Input data

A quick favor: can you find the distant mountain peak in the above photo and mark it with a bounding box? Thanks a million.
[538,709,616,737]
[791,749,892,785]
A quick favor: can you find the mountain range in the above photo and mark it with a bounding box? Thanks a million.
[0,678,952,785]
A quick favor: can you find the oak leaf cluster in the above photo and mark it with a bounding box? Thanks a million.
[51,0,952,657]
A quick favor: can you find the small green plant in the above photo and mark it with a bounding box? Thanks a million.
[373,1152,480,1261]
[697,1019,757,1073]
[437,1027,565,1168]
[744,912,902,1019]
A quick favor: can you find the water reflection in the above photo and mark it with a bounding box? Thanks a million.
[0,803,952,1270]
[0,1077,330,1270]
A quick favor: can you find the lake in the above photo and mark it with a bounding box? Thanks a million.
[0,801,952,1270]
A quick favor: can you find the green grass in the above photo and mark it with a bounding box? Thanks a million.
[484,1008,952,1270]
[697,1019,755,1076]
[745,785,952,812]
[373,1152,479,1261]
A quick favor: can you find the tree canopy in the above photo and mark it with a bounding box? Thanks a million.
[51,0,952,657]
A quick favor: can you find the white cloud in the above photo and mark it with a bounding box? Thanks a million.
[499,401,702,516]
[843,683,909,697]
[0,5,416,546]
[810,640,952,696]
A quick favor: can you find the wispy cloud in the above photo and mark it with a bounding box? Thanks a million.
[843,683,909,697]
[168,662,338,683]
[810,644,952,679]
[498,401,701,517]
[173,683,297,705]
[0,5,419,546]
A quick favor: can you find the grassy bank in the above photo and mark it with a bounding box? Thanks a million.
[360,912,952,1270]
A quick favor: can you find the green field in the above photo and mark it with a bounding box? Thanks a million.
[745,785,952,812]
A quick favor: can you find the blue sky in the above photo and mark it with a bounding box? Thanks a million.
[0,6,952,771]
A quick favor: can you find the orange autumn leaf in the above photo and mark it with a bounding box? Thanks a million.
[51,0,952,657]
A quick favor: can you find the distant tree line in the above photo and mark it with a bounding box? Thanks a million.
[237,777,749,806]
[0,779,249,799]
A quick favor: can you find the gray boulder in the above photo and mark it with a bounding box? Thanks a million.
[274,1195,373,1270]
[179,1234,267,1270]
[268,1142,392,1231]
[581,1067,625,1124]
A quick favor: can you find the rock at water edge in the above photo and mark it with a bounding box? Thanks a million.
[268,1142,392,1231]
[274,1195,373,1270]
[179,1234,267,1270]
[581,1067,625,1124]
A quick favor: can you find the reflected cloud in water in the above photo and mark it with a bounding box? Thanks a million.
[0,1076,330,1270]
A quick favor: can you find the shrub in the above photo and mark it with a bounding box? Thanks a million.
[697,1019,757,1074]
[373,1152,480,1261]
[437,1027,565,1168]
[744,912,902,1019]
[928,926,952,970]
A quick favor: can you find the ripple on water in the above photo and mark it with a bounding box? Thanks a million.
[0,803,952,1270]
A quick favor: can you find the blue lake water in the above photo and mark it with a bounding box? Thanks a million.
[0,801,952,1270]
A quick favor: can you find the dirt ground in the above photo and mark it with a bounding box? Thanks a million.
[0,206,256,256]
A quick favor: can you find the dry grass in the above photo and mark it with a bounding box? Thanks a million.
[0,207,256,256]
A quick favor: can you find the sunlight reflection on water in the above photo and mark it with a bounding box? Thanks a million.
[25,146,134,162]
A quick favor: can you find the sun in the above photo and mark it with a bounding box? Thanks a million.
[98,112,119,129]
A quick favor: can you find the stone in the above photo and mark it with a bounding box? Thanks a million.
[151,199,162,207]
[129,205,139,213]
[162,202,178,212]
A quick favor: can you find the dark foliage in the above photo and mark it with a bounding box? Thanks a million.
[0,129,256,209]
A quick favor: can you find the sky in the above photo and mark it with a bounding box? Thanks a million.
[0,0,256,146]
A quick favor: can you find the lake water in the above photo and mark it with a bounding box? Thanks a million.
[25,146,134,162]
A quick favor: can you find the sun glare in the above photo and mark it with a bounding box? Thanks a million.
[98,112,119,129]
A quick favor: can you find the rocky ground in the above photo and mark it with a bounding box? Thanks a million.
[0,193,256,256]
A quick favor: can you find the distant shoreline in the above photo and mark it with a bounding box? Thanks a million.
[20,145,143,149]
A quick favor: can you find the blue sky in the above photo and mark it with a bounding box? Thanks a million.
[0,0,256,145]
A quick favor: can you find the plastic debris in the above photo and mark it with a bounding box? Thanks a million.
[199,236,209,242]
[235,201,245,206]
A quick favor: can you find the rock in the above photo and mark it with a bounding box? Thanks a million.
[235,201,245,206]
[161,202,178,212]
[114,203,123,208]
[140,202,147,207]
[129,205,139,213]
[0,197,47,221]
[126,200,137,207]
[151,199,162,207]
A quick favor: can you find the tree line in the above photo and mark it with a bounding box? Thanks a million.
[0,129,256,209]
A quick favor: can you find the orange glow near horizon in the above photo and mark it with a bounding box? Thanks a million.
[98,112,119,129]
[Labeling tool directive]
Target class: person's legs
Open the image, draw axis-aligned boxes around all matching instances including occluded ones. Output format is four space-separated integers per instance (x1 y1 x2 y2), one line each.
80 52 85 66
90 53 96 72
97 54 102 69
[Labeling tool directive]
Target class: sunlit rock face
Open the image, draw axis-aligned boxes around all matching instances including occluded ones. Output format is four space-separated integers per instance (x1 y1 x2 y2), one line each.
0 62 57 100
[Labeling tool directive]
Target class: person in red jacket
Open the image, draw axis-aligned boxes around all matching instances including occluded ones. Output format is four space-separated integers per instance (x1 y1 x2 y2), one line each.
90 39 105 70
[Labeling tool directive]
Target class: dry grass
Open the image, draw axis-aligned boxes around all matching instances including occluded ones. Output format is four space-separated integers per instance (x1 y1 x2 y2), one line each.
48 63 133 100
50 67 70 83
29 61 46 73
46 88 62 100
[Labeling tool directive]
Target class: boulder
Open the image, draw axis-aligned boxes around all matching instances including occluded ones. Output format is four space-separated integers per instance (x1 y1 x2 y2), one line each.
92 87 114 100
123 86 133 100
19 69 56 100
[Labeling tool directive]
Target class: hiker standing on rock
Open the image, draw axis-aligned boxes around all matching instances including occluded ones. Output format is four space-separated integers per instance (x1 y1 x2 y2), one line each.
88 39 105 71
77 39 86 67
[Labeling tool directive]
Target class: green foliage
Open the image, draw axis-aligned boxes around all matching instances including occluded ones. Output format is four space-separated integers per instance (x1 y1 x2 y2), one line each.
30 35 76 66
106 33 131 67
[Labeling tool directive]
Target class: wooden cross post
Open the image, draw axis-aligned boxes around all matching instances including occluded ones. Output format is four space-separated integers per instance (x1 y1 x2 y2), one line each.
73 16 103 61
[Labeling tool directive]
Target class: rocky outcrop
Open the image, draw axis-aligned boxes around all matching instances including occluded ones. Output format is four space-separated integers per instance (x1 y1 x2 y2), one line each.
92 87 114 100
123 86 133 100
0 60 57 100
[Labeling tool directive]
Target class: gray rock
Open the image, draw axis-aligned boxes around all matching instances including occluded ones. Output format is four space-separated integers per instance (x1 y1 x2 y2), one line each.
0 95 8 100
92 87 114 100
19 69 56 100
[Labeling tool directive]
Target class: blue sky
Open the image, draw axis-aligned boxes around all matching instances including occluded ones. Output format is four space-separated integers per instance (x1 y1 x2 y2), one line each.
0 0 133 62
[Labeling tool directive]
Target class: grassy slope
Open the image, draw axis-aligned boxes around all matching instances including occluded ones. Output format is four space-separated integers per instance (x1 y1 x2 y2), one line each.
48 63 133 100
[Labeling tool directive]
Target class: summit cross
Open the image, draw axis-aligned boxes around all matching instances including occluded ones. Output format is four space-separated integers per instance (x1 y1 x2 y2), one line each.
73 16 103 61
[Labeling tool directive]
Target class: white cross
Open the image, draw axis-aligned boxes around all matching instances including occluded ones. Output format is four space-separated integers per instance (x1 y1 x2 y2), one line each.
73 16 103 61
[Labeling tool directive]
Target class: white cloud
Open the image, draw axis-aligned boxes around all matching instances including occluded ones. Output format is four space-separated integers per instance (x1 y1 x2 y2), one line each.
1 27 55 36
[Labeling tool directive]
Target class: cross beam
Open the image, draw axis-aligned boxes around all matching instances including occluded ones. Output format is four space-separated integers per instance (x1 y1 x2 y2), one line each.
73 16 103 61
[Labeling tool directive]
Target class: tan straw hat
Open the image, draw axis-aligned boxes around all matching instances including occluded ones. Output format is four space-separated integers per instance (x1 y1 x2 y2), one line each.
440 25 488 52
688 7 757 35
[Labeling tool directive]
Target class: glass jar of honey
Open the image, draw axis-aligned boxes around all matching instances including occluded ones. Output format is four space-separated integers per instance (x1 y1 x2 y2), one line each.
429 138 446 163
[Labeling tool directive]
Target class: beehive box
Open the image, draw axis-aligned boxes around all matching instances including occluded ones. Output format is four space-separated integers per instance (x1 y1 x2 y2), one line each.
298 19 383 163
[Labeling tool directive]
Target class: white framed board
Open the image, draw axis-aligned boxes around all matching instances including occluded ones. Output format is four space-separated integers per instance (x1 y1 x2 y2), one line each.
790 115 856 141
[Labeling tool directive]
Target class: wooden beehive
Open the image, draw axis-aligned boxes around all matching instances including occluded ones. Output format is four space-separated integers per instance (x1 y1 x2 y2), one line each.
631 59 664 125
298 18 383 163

To do
Turn the rows into a JSON list of strings, one string per line, starting at the first line and ending at the line containing "[0,678,952,785]", with both of those lines included and any blank lines left out.

Task response
[
  "A quick favor: can you find the distant mountain peak in the above photo and mark it with a bounding box? Thanks a million.",
  "[538,709,616,737]",
  "[791,749,892,785]",
  "A quick favor: can you find the mountain range in the above photo and mark it with a bounding box? Thanks a million.",
  "[0,678,952,785]"
]